Copy each line of the records below that has "every" in it.

■ ■ ■ ■

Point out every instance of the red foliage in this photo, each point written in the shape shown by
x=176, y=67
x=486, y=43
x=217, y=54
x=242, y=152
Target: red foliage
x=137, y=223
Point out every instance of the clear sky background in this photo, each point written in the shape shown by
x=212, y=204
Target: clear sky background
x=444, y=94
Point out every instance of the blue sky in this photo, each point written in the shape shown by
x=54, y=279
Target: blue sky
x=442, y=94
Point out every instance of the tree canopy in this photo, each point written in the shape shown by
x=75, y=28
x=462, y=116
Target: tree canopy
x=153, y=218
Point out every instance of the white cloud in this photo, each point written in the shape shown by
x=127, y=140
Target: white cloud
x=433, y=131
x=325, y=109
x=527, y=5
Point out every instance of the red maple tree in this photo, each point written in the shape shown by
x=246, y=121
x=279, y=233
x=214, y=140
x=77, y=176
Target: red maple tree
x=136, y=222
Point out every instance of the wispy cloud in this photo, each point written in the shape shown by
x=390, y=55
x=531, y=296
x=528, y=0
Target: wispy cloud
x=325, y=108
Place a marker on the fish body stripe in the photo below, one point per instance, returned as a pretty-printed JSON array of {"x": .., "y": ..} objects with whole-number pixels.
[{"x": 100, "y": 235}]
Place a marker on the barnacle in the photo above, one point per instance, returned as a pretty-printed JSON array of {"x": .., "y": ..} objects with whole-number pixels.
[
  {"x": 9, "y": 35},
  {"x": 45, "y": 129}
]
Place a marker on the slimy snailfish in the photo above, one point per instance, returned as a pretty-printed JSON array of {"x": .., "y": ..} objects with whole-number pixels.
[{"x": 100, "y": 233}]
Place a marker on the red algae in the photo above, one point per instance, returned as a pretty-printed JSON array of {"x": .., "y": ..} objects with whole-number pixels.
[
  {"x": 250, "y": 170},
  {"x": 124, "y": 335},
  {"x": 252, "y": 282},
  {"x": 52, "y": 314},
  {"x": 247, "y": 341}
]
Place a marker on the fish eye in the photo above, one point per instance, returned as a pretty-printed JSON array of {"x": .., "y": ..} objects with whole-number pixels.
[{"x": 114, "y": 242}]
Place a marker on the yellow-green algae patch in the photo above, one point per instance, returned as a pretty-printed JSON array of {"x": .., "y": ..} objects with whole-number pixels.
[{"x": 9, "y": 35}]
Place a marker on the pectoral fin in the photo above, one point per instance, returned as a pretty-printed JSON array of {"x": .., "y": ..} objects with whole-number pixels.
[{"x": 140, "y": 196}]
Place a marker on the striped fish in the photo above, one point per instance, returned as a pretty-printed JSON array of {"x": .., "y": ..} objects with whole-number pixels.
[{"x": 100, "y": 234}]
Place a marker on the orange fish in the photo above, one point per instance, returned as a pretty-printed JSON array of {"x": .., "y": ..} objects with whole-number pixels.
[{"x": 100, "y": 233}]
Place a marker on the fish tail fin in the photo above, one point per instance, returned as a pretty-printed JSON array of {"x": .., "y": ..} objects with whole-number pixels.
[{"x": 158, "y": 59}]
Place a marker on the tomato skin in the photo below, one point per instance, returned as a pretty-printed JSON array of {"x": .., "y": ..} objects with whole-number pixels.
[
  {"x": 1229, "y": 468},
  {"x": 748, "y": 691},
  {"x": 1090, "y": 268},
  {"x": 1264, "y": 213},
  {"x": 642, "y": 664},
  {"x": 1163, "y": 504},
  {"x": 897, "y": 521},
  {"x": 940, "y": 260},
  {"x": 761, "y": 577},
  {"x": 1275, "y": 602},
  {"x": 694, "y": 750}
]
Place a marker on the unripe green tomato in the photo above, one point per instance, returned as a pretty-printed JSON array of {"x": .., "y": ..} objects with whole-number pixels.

■ ■ ■ ■

Written response:
Point out every instance of the red foliage in this photo, each point written in the shape shown by
Point out every instance of the clear sky background in this photo, each point written in the shape shown by
Point out every instance of the blue sky in this photo, each point written in the shape shown by
Point out every instance of the tree canopy in this photo, each point written in the shape shown by
Point out every instance of the white cloud in this photo, each point written in the shape shown by
Point out every instance of the red maple tree in this photo, each point written in the shape shown by
Point out every instance of the wispy cloud in this photo, each point written in the shape shown by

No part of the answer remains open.